__Bloc de texte__
·····

Voilà donc rapidement résumé « Good Riddance Day 2014 », le premier Bloc-notes de l’année de notre très compétent chroniqueur. J’ai des réserves par rapport à certains points de vue qui y sont développés. En particulier, le cri du cœur de Voltaire n’est pas forcément une vérité absolue. Peut-être même que ça ne l’était pas dans l’entendement du célèbre écrivain français. Peut-être, voulait-il simplement exprimer le grand intérêt qu’il attachait à la liberté d’expression ! Yoro le sait d’ailleurs et n’ignore pas, non plus, le contexte dans lequel vivait Voltaire et les difficultés qu’il rencontrait.
Comme Voltaire, comme Yoro Dia, j’attache un grand prix à la liberté d’expression, un des piliers de la démocratie. Je suis prêt à me battre pour sa protection, puisque j’ai souffert plusieurs fois de sa privation. Dans une démocratie, le droit doit être reconnu aux citoyens d’exprimer librement leurs opinions. Voltaire a raison : nous devons nous battre pour qu’ils aient le droit de les exprimer, même si nous ne sommes pas d’accord avec eux. Cependant, dans cette expression, ils doivent savoir raison garder. Le droit à l’expression ne leur donne pas celui de dire n’importe quoi sur les autres, qui ont eux aussi, le droit au respect de leur honneur, de leur dignité, de leur réputation, de leur vie privée. Je ne me battrai point, pour permettre à un citoyen de porter gratuitement atteinte à ces valeurs individuelles presque sacrées. Ce n’est pas là ma compréhension de la démocratie, de la liberté d’expression. Dans n’importe quelle démocratie, des garde-fous doivent être érigés autour de cette grande conquête pour protéger l’autre. En d’autres termes, la liberté d’expression doit être encadrée.

·····

__Données fournies__
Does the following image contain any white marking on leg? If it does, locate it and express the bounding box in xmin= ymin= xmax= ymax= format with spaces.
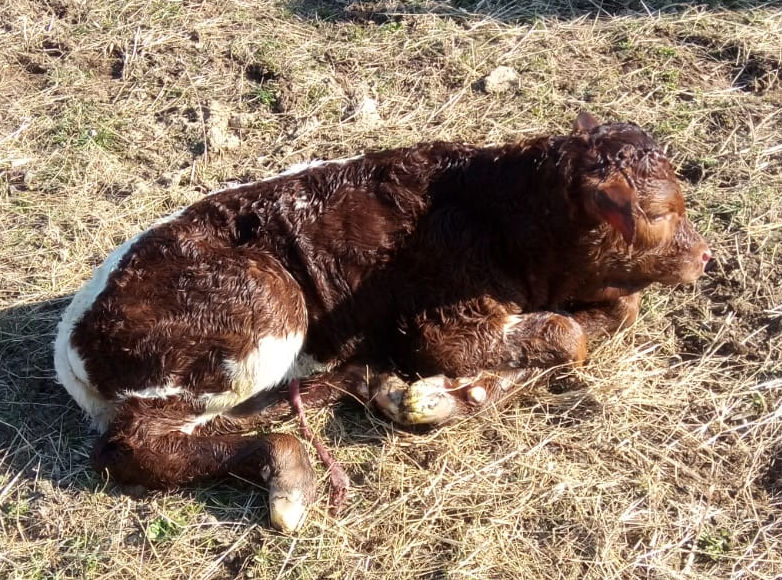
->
xmin=118 ymin=383 xmax=185 ymax=401
xmin=200 ymin=332 xmax=304 ymax=413
xmin=289 ymin=352 xmax=334 ymax=379
xmin=179 ymin=413 xmax=218 ymax=435
xmin=502 ymin=314 xmax=521 ymax=338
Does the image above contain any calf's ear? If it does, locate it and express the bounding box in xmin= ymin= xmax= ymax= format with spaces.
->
xmin=592 ymin=177 xmax=635 ymax=245
xmin=573 ymin=111 xmax=600 ymax=135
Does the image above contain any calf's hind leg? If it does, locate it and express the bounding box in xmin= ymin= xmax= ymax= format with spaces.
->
xmin=92 ymin=397 xmax=315 ymax=532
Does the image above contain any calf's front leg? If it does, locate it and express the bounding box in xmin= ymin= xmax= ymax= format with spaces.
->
xmin=571 ymin=292 xmax=641 ymax=340
xmin=369 ymin=307 xmax=586 ymax=425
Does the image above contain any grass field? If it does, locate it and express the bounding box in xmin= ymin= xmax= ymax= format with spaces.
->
xmin=0 ymin=0 xmax=782 ymax=580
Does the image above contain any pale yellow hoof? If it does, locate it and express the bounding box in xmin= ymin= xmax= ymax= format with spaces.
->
xmin=375 ymin=375 xmax=456 ymax=425
xmin=467 ymin=387 xmax=486 ymax=405
xmin=269 ymin=489 xmax=307 ymax=534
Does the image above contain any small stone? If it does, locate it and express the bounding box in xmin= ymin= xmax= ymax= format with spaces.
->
xmin=483 ymin=66 xmax=519 ymax=94
xmin=206 ymin=101 xmax=241 ymax=151
xmin=355 ymin=97 xmax=383 ymax=127
xmin=467 ymin=387 xmax=486 ymax=405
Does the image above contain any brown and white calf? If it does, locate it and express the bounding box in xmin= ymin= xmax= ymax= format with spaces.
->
xmin=55 ymin=114 xmax=710 ymax=529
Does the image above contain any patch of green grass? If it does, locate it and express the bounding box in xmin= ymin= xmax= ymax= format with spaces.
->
xmin=145 ymin=516 xmax=183 ymax=542
xmin=698 ymin=528 xmax=731 ymax=561
xmin=50 ymin=102 xmax=125 ymax=151
xmin=249 ymin=85 xmax=277 ymax=109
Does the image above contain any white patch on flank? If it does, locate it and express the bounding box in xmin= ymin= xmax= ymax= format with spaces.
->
xmin=54 ymin=232 xmax=146 ymax=433
xmin=272 ymin=155 xmax=364 ymax=181
xmin=54 ymin=210 xmax=184 ymax=432
xmin=200 ymin=332 xmax=304 ymax=413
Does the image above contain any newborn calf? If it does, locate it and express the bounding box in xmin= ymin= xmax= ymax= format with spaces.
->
xmin=55 ymin=114 xmax=710 ymax=530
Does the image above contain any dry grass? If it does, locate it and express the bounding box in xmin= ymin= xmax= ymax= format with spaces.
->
xmin=0 ymin=0 xmax=782 ymax=580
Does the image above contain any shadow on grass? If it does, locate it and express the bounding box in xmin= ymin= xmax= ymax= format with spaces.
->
xmin=287 ymin=0 xmax=773 ymax=24
xmin=0 ymin=296 xmax=594 ymax=533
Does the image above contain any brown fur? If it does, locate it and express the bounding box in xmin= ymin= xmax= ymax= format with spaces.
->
xmin=58 ymin=115 xmax=709 ymax=516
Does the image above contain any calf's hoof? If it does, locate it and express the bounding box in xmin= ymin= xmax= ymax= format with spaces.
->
xmin=374 ymin=375 xmax=457 ymax=425
xmin=269 ymin=489 xmax=309 ymax=534
xmin=261 ymin=434 xmax=315 ymax=534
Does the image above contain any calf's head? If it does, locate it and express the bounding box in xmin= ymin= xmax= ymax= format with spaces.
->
xmin=571 ymin=113 xmax=711 ymax=291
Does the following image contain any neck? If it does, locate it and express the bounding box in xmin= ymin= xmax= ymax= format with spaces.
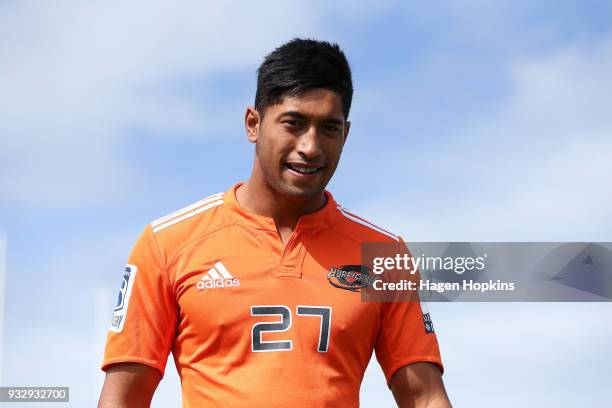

·····

__Exercice__
Poursuivez le texte sur la liberté d'expression à partir de sa dernière phrase. Le matériel n'est pas utile pour ce travail.

__Réponse attendue__
Pour notre ami Yoro Dia, la démocratie « va de pair avec le droit de quolibet ». Sans doute. Cependant, nous devons nous entendre sur le mot quolibet. Le Petit Larousse illustré le définit ainsi : « Plaisanterie ironique ou injurieuse lancée à quelqu’un, raillerie, sarcasme ». Quolibet, c’est tout cela à la fois. A-t-il la même valeur, la même signification à Washington, à Paris, à Londres, à Dakar ? En France, les Guignols de L’Info se permettent toutes les libertés, y compris celles de tourner en dérision le Christ ou le Pape. Quelle est la télévision ou la radio qui va permettre, au Sénégal, qu’on lance des quolibets à nos saints et/ ou, à plus forte raison, au Prophète Mouhammad (PSL) ou au Christ ? Ce n’est même pas seulement envisageable.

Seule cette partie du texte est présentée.